━━ Document excerpt ━━
This script is a prototype of ERA5_downloader developed to download climate data from the latest Copernicus Climate Data Store (CDS). There are several advanced features:
- Concurrency: It utilizes Python’s
concurrent.futures
to handle multiple downloads simultaneously, significantly speeding up the process when downloading large datasets. - Robustness with Retry Logic: A custom retry mechanism with exponential backoff ensures that failed download attempts are retried up to five times, making the script resilient to network or server issues.
- File Integrity Check: After downloading, it verifies the integrity of the NetCDF files using
xarray
, ensuring only complete and valid files are retained. - Logging for Error Monitoring: Integrated logging tracks each download attempt, providing clear records for troubleshooting and monitoring.
- Configurable Automation: The script allows flexibility through command-line arguments, enabling the user to specify variables, time range, and output location. It also prevents redundant downloads by skipping already existing files.
This combination of features makes the script highly efficient, reliable, and easy to use for large-scale climate data downloads.
- Sign up at Copernicus Climate Data Store (CDS) if you haven't already. Log in.
- The API requires a python 3.11 environment, run this code in the python interface to confirm your python version:
import sys
print(sys.version)
Preferably, creating a virtual environment just for ERA5 downloader can avoid version conflict issues:
conda create --name era5_env python=3.11
conda activate era5_env
conda deactivate #if you want to return to base environment once you’re done
pip install 'cdsapi>=0.7.2'
After logging into your CDS account, navigate to your profile page (click on your name in the top right and select API key).
━━━
### [Parts of the exercise]
1/ From the ERA5 downloader description, list the names of the advanced features the script offers.
2/ Extend the ERA5 downloader setup instructions, picking up after the sentence about navigating to the profile page.
━━ Supplied information ━━
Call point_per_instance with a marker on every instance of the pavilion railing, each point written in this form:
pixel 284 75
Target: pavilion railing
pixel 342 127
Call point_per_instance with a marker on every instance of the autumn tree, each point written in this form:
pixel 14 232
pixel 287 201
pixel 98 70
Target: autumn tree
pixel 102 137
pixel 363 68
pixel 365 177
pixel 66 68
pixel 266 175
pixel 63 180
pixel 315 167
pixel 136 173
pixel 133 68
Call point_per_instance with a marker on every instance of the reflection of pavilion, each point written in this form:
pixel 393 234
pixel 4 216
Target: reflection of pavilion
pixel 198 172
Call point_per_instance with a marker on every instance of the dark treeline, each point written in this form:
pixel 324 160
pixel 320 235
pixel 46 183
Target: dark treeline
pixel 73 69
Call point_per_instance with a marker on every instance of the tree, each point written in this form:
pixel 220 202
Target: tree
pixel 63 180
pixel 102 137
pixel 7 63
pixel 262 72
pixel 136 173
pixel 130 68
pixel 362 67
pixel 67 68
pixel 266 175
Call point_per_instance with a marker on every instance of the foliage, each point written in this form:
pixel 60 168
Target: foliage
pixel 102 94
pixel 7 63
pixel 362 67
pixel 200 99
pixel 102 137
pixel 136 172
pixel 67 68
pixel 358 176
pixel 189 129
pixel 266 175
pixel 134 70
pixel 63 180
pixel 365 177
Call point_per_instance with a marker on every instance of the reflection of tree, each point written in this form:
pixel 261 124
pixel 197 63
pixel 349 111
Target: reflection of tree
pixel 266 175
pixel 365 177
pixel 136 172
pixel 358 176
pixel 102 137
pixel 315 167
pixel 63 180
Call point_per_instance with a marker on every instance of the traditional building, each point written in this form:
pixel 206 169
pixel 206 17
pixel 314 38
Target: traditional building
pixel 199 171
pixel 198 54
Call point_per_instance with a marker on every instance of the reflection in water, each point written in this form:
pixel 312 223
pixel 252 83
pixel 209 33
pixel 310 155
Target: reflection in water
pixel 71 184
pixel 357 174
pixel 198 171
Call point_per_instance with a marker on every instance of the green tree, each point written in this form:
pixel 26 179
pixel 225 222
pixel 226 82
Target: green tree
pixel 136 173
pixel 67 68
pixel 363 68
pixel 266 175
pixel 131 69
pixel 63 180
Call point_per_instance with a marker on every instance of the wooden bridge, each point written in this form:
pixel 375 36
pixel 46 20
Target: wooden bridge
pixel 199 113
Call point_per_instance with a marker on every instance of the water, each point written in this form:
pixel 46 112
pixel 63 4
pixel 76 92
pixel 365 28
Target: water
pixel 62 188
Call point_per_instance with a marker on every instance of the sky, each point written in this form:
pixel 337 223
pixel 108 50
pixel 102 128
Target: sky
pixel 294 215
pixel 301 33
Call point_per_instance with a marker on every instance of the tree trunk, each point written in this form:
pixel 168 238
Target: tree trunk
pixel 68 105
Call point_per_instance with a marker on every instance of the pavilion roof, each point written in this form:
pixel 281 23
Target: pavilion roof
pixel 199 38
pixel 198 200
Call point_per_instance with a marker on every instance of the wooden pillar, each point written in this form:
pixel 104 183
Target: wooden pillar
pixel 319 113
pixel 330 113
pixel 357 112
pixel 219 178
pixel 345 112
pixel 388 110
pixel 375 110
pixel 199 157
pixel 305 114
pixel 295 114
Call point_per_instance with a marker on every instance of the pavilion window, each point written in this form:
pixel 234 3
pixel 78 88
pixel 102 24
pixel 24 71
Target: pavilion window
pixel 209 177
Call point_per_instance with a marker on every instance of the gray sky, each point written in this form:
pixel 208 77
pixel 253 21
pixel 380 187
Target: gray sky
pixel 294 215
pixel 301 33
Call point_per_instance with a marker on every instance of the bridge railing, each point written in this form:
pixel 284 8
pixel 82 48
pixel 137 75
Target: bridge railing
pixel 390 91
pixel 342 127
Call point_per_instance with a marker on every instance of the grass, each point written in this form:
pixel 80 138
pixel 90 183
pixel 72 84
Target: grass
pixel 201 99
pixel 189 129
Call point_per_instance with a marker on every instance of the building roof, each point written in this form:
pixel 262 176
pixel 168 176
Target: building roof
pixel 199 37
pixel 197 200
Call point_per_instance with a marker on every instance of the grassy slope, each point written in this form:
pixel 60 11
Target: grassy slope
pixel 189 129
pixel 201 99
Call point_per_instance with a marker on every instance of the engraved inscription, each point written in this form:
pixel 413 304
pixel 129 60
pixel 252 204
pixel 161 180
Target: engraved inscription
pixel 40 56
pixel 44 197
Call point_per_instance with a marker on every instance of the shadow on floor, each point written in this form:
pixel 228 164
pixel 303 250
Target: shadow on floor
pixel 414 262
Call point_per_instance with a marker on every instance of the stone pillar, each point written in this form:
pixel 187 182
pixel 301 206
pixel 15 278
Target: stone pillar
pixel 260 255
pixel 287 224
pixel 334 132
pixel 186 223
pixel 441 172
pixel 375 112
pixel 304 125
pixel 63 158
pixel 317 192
━━━
### [Answers provided]
1/
- Concurrency
- Robustness with Retry Logic
- File Integrity Check
- Logging for Error Monitoring
- Configurable Automation

2/
Copy this information and store it in a file called ~/.cdsapirc in your home directory, <unser_id> is no longer needed compared to the old format
url: https://cds-beta.climate.copernicus.eu/api
key: <api_key>
eg. You can choose the dataset source, months, hours, output folder names, variables, start year, end year, max_workers (give it a 5 to not overwhelm the CDS server)
The script will submit your requests and download it for you when it’s ready
I find out that if your total request number exceed 10 (including queued, in progress, complete, failed), your queued request will not turn into in progress. I deleted a few requests that’s complete, the next queued request quickly went into ‘in progress’ stage.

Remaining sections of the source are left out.